Look at the entries below and reproduce them exactly.

● ● ●

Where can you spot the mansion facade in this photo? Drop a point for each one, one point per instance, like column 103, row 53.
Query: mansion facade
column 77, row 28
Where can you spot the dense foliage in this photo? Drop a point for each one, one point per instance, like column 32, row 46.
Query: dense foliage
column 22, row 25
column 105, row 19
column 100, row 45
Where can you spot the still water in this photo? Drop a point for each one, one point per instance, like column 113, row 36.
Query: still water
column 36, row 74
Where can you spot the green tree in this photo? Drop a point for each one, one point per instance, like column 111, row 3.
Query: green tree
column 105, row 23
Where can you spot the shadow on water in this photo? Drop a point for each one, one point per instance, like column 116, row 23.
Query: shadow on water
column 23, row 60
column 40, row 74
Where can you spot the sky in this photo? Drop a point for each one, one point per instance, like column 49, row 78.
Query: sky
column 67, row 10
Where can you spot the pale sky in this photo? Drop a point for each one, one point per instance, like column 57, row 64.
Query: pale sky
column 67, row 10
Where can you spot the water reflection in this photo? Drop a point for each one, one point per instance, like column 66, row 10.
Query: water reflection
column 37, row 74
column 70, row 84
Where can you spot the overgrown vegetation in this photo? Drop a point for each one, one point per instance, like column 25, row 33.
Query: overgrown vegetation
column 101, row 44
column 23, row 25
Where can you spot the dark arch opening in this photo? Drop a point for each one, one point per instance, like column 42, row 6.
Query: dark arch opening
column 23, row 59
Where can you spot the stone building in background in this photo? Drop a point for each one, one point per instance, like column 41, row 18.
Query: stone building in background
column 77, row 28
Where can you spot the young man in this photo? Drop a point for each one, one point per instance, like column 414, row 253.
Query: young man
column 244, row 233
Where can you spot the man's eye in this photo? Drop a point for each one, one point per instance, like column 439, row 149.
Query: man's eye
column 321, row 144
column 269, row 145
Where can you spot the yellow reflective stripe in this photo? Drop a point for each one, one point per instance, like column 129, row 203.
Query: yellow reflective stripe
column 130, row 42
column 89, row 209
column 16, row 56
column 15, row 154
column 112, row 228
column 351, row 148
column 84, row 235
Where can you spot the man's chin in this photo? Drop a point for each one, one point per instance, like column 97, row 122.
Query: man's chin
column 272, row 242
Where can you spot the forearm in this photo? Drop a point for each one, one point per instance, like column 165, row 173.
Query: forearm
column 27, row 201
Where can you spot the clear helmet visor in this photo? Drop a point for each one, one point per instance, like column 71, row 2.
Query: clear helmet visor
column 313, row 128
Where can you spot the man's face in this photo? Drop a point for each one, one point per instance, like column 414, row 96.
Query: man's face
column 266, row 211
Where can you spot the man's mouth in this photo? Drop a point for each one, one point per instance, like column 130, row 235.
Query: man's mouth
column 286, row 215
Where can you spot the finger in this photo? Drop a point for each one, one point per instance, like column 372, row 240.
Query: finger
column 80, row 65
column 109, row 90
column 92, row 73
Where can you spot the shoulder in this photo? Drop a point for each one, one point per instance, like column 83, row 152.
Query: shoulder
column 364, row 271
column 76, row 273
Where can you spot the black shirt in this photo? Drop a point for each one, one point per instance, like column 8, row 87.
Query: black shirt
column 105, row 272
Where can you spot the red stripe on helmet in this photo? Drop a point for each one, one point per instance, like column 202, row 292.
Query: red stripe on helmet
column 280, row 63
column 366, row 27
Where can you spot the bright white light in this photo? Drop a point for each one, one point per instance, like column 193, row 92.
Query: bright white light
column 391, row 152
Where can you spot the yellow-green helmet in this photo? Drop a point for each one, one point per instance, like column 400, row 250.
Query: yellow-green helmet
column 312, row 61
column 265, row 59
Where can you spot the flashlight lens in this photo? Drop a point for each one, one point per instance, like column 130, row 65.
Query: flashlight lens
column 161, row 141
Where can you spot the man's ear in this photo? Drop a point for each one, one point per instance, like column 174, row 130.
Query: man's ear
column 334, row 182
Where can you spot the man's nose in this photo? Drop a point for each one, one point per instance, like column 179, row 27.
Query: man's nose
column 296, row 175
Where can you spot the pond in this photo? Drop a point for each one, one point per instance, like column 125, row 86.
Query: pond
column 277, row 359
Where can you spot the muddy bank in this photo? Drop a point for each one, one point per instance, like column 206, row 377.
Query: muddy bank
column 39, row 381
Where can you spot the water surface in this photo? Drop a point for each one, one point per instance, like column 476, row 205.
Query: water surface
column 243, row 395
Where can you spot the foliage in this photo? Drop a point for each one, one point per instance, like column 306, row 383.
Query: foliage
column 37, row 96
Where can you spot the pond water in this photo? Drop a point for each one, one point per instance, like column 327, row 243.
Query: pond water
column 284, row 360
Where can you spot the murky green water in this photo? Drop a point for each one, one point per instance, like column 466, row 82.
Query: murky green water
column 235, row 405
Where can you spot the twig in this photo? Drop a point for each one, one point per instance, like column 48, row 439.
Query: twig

● ● ●

§ **Answer space**:
Where can you spot the mansion facade in this photo? Drop a point for each one, one point per instance, like column 103, row 53.
Query: mansion facade
column 77, row 28
Where can you spot the dense foliage in this photo? Drop a point for each one, one point per instance, like column 32, row 46.
Query: dense foliage
column 22, row 25
column 105, row 19
column 100, row 45
Where can you spot the still water in this photo? Drop a point for each one, one point per instance, like column 113, row 36.
Query: still water
column 36, row 74
Where can you spot the green tree in this photo? Drop a point for each one, one point per instance, like column 111, row 3.
Query: green tree
column 105, row 23
Where can you spot the shadow on water in this photo? Drop a point for each one, one point per instance, like column 116, row 23.
Query: shadow on water
column 23, row 60
column 40, row 74
Where can you spot the sky in this photo? Drop a point for each one, one point per instance, like column 49, row 78.
Query: sky
column 67, row 10
Where can you spot the pale sky in this photo? Drop a point for each one, one point per instance, like column 57, row 64.
Query: pale sky
column 67, row 10
Where can you spot the water reflection in this photo? Drop a point for each one, one point per instance, like column 66, row 10.
Query: water reflection
column 37, row 74
column 70, row 84
Where can you spot the overgrown vegetation in this photo? Drop a point for each one, one point per instance, like column 25, row 33.
Query: overgrown vegetation
column 101, row 44
column 23, row 25
Where can you spot the dark arch opening in this photo? Drop a point for each one, one point per instance, like column 42, row 6.
Query: dark arch opening
column 23, row 59
Where can you spot the stone building in background in this photo? Drop a point for each one, one point per instance, like column 41, row 18.
Query: stone building in background
column 77, row 28
Where can you spot the young man in this photo? Drop a point for each one, one point per instance, like column 414, row 253.
Query: young man
column 244, row 233
Where can you spot the man's eye in this photo? Drop a point for each one, one point per instance, like column 439, row 149.
Query: man's eye
column 321, row 144
column 269, row 145
Where can you spot the yellow reflective stripe in this photo? Drop a point for each one, one point per instance, like column 129, row 203.
Query: yellow reflective stripe
column 130, row 42
column 89, row 209
column 16, row 56
column 15, row 154
column 112, row 228
column 351, row 148
column 84, row 235
Where can you spot the man's chin in this photo? Drop a point for each one, one point per instance, like column 97, row 122.
Query: man's chin
column 272, row 242
Where can you spot the forearm in this photo? Drop a point for each one, one point per instance, like column 165, row 173.
Query: forearm
column 27, row 201
Where can you spot the clear helmet visor in this photo? Drop a point for each one, one point per instance, like column 71, row 2.
Query: clear helmet visor
column 313, row 128
Where can you spot the man's face in this photo? Drop a point for each one, one point per instance, like column 414, row 96.
Query: man's face
column 266, row 211
Where can you spot the man's mouth in this photo? Drop a point for each one, one point per instance, like column 130, row 235.
Query: man's mouth
column 286, row 215
Where can you spot the finger in this photo? Drop a point for each one, one point per instance, like column 372, row 240.
Query: finger
column 80, row 65
column 109, row 90
column 92, row 73
Where can you spot the shoulder in this photo? Drop a point for each one, one point per instance, like column 83, row 152.
Query: shoulder
column 364, row 271
column 76, row 273
Where can you spot the black shirt in this photo? Drop a point for each one, one point per instance, like column 8, row 87.
Query: black shirt
column 105, row 272
Where can you spot the red stripe on helmet in this photo? Drop a point for each one, one point per instance, like column 202, row 292.
Query: red stripe on helmet
column 280, row 63
column 366, row 27
Where can you spot the bright white light in this photo? Drop a point for each one, one point per instance, like column 193, row 92.
Query: bright white light
column 391, row 152
Where can you spot the yellow-green helmet in this photo? Drop a point for each one, one point per instance, like column 400, row 250.
Query: yellow-green helmet
column 312, row 61
column 265, row 59
Where can you spot the flashlight lens in this photo? Drop a point for each one, one point per instance, like column 130, row 65.
Query: flashlight lens
column 161, row 141
Where can you spot the man's ear in this photo? Drop a point for each one, one point per instance, like column 174, row 130.
Query: man's ear
column 334, row 182
Where can you spot the man's nose in this photo? Drop a point for each one, one point per instance, like column 179, row 27.
Query: man's nose
column 296, row 175
Where can you spot the pond in this photo? Drop a point for each one, one point per instance, like column 125, row 86.
Query: pond
column 277, row 359
Where can you spot the muddy bank in this photo? Drop a point for each one, one point per instance, like column 206, row 377.
Query: muddy bank
column 39, row 381
Where can you spot the water surface in this photo? Drop a point for each one, one point per instance, like column 476, row 205.
Query: water surface
column 243, row 395
Where can you spot the foliage in this photo? Drop a point for each one, one point per instance, like column 306, row 383.
Query: foliage
column 37, row 96
Where can you spot the pond water in this photo? Drop a point for each one, one point per instance, like column 327, row 243.
Query: pond water
column 284, row 360
Where can you spot the murky green water in this photo? Drop a point for each one, one point per instance, like column 466, row 82.
Query: murky green water
column 235, row 405
Where can you spot the twig in this photo? Drop a point for each one, one point per instance, like column 48, row 439.
Query: twig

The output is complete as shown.